--- Supplied information ---
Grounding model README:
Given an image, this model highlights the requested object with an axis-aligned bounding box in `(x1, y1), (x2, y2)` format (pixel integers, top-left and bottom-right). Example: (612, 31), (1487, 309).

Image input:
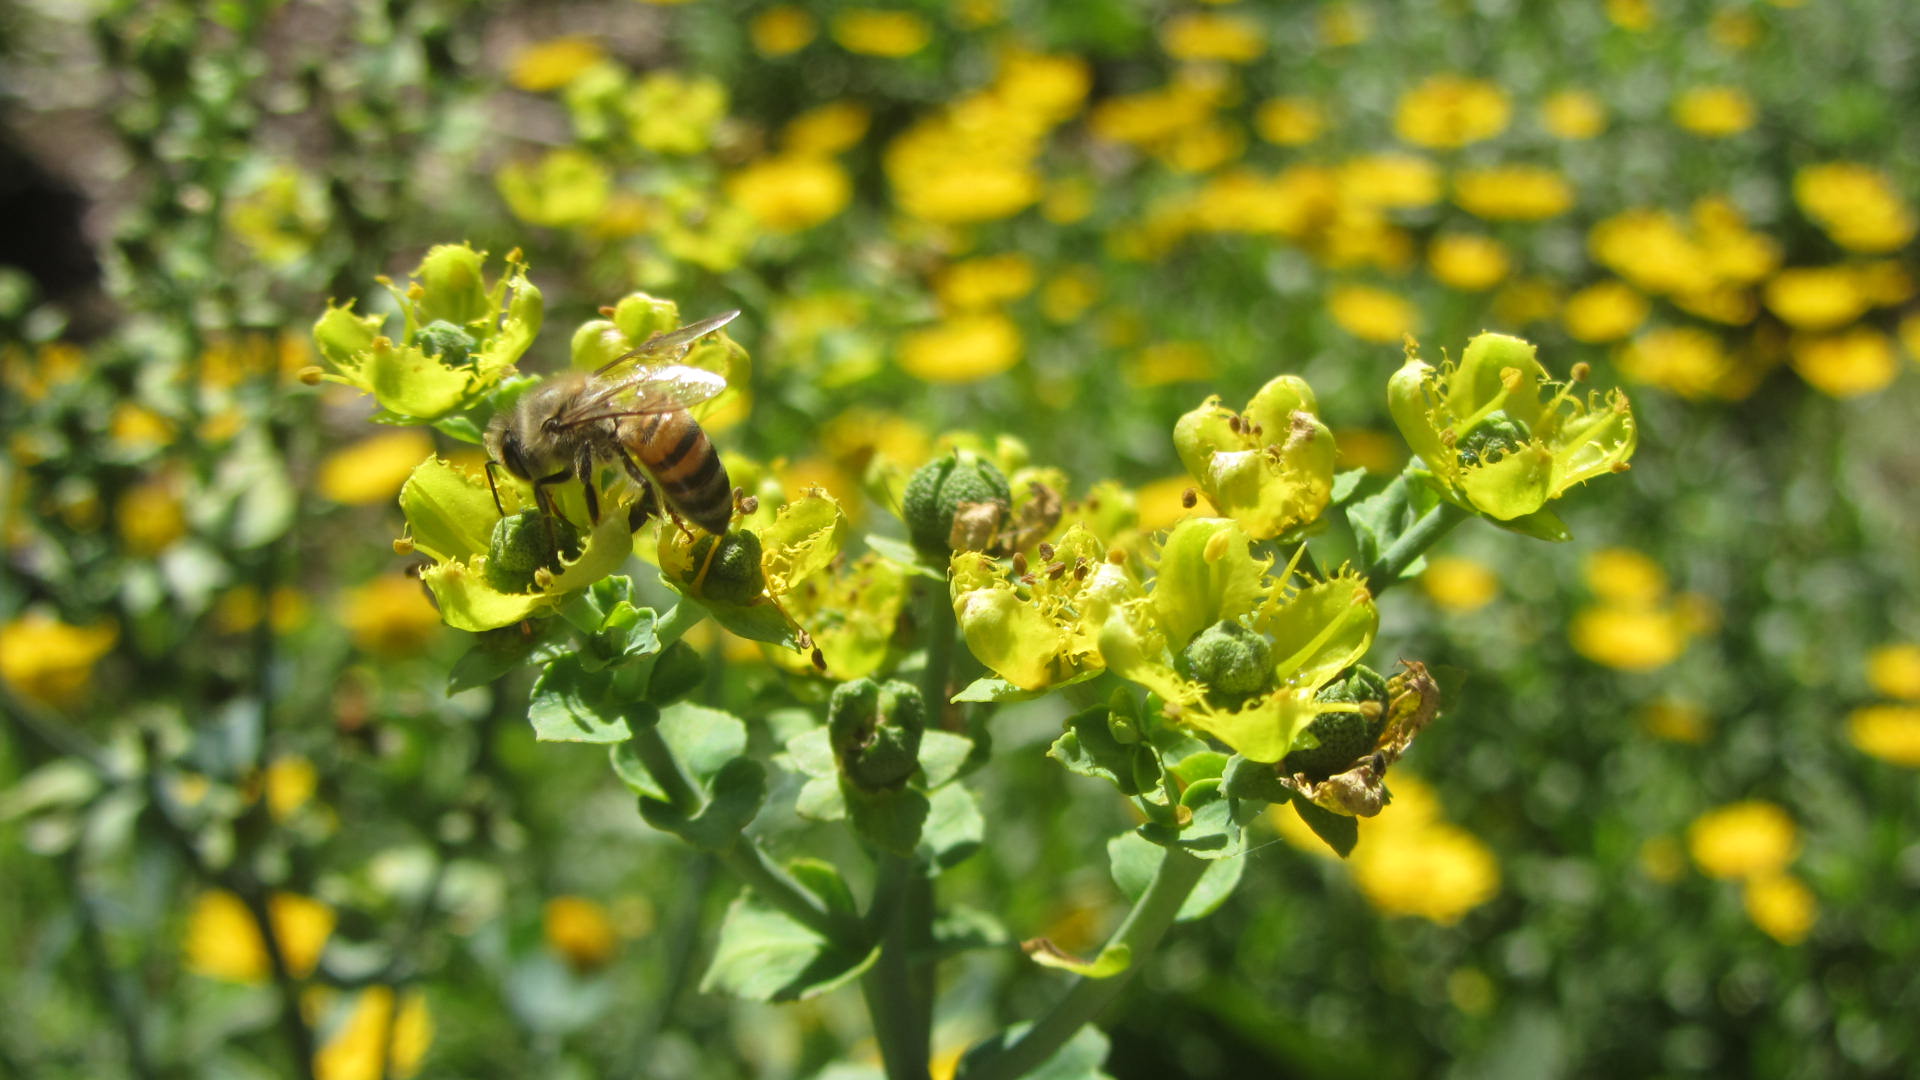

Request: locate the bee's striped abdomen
(626, 410), (732, 534)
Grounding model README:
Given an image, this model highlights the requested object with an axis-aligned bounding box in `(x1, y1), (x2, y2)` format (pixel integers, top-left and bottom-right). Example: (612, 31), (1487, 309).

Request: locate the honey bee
(484, 310), (740, 536)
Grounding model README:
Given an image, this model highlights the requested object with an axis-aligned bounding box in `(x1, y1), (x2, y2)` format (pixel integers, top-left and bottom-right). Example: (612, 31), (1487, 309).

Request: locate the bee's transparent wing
(592, 309), (742, 376)
(552, 364), (729, 427)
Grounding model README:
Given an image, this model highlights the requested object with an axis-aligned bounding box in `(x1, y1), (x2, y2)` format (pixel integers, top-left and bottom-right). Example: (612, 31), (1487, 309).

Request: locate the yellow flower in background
(117, 478), (187, 556)
(314, 987), (432, 1080)
(1332, 428), (1403, 474)
(1492, 277), (1560, 327)
(1255, 97), (1324, 145)
(898, 312), (1021, 382)
(495, 148), (612, 229)
(508, 36), (603, 92)
(1672, 86), (1756, 137)
(109, 402), (177, 453)
(1605, 0), (1655, 30)
(1277, 776), (1499, 924)
(1327, 284), (1415, 343)
(225, 166), (327, 266)
(1133, 474), (1213, 532)
(1317, 2), (1371, 46)
(184, 890), (334, 982)
(1617, 326), (1746, 401)
(1640, 699), (1711, 743)
(751, 5), (817, 56)
(628, 72), (728, 154)
(1743, 873), (1816, 945)
(1422, 556), (1499, 612)
(1709, 8), (1763, 50)
(832, 9), (931, 57)
(1853, 260), (1915, 307)
(265, 756), (318, 821)
(728, 155), (851, 232)
(821, 407), (932, 472)
(1789, 327), (1898, 398)
(1393, 75), (1510, 149)
(1160, 12), (1266, 63)
(1342, 153), (1441, 209)
(1687, 800), (1798, 880)
(1794, 163), (1916, 253)
(1848, 705), (1920, 767)
(1764, 267), (1870, 331)
(2, 340), (87, 402)
(783, 101), (871, 155)
(213, 585), (310, 635)
(318, 430), (435, 506)
(1126, 342), (1213, 387)
(1589, 208), (1710, 296)
(1867, 643), (1920, 700)
(544, 896), (620, 972)
(0, 613), (117, 707)
(341, 576), (442, 658)
(936, 253), (1036, 310)
(1562, 281), (1649, 343)
(1541, 89), (1606, 139)
(1428, 232), (1510, 291)
(1453, 165), (1574, 221)
(1584, 547), (1666, 605)
(1570, 606), (1688, 670)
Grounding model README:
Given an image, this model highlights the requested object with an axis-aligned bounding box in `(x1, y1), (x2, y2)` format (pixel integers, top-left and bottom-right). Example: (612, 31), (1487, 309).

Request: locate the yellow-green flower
(1393, 75), (1509, 149)
(1389, 332), (1637, 530)
(184, 890), (334, 983)
(950, 524), (1139, 692)
(313, 987), (432, 1080)
(496, 148), (612, 229)
(1687, 800), (1798, 880)
(1098, 518), (1378, 762)
(312, 245), (542, 423)
(544, 896), (620, 972)
(625, 71), (728, 154)
(0, 612), (118, 706)
(1173, 375), (1336, 541)
(771, 553), (910, 680)
(658, 488), (848, 652)
(1743, 873), (1816, 945)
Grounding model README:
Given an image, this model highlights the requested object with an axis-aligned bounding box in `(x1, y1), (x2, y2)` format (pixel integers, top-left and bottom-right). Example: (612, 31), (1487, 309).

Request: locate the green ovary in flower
(1389, 332), (1636, 525)
(1098, 517), (1379, 762)
(950, 524), (1140, 691)
(312, 245), (543, 423)
(1174, 375), (1337, 540)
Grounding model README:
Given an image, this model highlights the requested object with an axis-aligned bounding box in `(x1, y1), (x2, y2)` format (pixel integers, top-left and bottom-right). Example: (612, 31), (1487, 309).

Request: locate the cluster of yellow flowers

--- Work item ---
Your job is to copy every entry exactly. Omit the pictures.

--- Output below ---
Grounding model README:
Given an image, this model highlights the requested object with an axis-aligned bounding box in `(x1, y1), (x2, y2)` format (pixel integers, top-left and bottom-right). Example: (612, 31), (1487, 309).

Image input:

Request: locate the bee's striped abdomen
(626, 410), (732, 534)
Grounding model README:
Given an image, this model highlights the requested object with an axis-aligned bounding box in `(x1, y1), (x2, y2)` format (pixel integers, top-left and bottom-right). Example: (612, 31), (1487, 309).

Request: locate the honey bee
(484, 310), (740, 536)
Grounding model README:
Given an image, this model highlights the requested object with an axis-aligned bounding box in `(x1, y1), (x2, y2)` format (pixel integers, top-left and bottom-right). Example: (612, 31), (1487, 309).

Request: locate the bee's transparent wing
(592, 309), (742, 376)
(552, 364), (729, 427)
Grounding model README:
Given an image, this model highlights the requested object with an axis-aligned bounding box in `(x1, y1), (x2, y2)` format (pixel integers, top-left and bottom-right). Example: (612, 31), (1487, 309).

Request: locate the yellow flower in background
(117, 478), (187, 556)
(314, 987), (432, 1080)
(1332, 428), (1403, 474)
(1492, 277), (1560, 327)
(1255, 97), (1324, 145)
(898, 312), (1021, 382)
(495, 148), (612, 229)
(508, 36), (603, 92)
(1672, 86), (1756, 137)
(109, 402), (177, 453)
(1605, 0), (1655, 30)
(1277, 776), (1499, 924)
(1327, 284), (1415, 343)
(225, 166), (327, 266)
(1133, 474), (1213, 532)
(1317, 2), (1371, 46)
(184, 890), (334, 982)
(1617, 326), (1746, 401)
(1640, 699), (1711, 743)
(751, 5), (817, 56)
(628, 72), (728, 154)
(1743, 873), (1816, 945)
(1422, 556), (1499, 612)
(1709, 8), (1763, 50)
(832, 9), (931, 57)
(1853, 260), (1915, 307)
(265, 756), (318, 821)
(728, 155), (851, 232)
(821, 407), (932, 472)
(1789, 327), (1898, 398)
(1393, 75), (1510, 149)
(1160, 12), (1266, 63)
(1342, 153), (1441, 209)
(1687, 800), (1798, 880)
(1794, 163), (1916, 253)
(1848, 705), (1920, 767)
(1764, 267), (1870, 331)
(2, 340), (87, 402)
(783, 101), (871, 155)
(213, 585), (310, 635)
(318, 430), (435, 506)
(1126, 342), (1213, 387)
(1589, 208), (1710, 296)
(1867, 643), (1920, 700)
(544, 896), (620, 972)
(0, 613), (117, 707)
(341, 576), (442, 658)
(936, 253), (1036, 310)
(1562, 281), (1649, 343)
(1541, 89), (1606, 139)
(1428, 232), (1510, 291)
(1453, 165), (1574, 221)
(1584, 547), (1666, 605)
(1570, 606), (1688, 670)
Grounding model README:
Given an image, this model highlights the requested object with an axis-aligned bounding box in `(x1, y1), (x2, y2)` format (pixel integers, top-left and bottom-right). Example: (612, 31), (1487, 309).

Request: locate the yellow-green flower
(1393, 75), (1509, 149)
(1389, 332), (1637, 530)
(184, 890), (334, 983)
(950, 524), (1139, 692)
(313, 987), (432, 1080)
(496, 148), (612, 229)
(1687, 800), (1798, 880)
(1098, 518), (1378, 762)
(312, 245), (542, 423)
(544, 896), (620, 972)
(625, 71), (728, 154)
(0, 612), (118, 706)
(1173, 375), (1336, 541)
(771, 553), (910, 680)
(658, 488), (848, 652)
(1743, 873), (1816, 945)
Grounding model README:
Given an image, this model highlights the requested object with an axis-aligned bounding box in `(x1, y1), (x2, y2)` format (pixel integers, top-left and bottom-right). Example: (612, 31), (1487, 309).

Request: locate the green ovary in flower
(1389, 332), (1636, 525)
(1098, 517), (1379, 762)
(950, 524), (1140, 691)
(312, 245), (543, 423)
(1174, 375), (1337, 540)
Grounding model README:
Given an image, this model highlights the requested object with an axis-aligned bounding box in `(x1, y1), (x2, y2)` format (pixel integers, top-left and bottom-right). Example: (612, 31), (1487, 309).

Request: locate the cluster of yellow flowers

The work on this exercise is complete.